## PROBLEM DESCRIPTION
Retype each of the items below word for word, omitting the pictures.

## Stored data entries

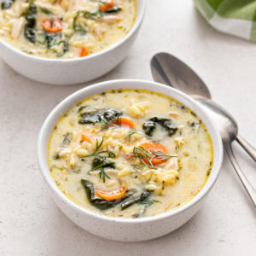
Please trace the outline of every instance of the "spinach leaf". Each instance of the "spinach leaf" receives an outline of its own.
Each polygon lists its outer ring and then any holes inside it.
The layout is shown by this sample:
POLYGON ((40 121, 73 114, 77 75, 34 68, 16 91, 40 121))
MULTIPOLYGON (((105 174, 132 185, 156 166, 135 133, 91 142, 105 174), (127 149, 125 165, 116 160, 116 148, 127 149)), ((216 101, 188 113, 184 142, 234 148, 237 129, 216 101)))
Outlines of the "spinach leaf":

## EXPECTED OUTPUT
Please trace the outline of every instance of the "spinach leaf". Each instance of the "spinach leaf" receives an outline of its own.
Each polygon lists its outer ring and then any holes inside it.
The layout is shown by this sample:
POLYGON ((40 121, 73 114, 77 75, 34 68, 16 91, 40 121))
MULTIPOLYGON (((105 174, 132 185, 156 166, 135 133, 91 142, 105 174), (127 149, 125 165, 116 160, 116 148, 127 149)), ((216 101, 188 113, 184 142, 234 148, 237 129, 216 101)))
Outlines of the "spinach leaf":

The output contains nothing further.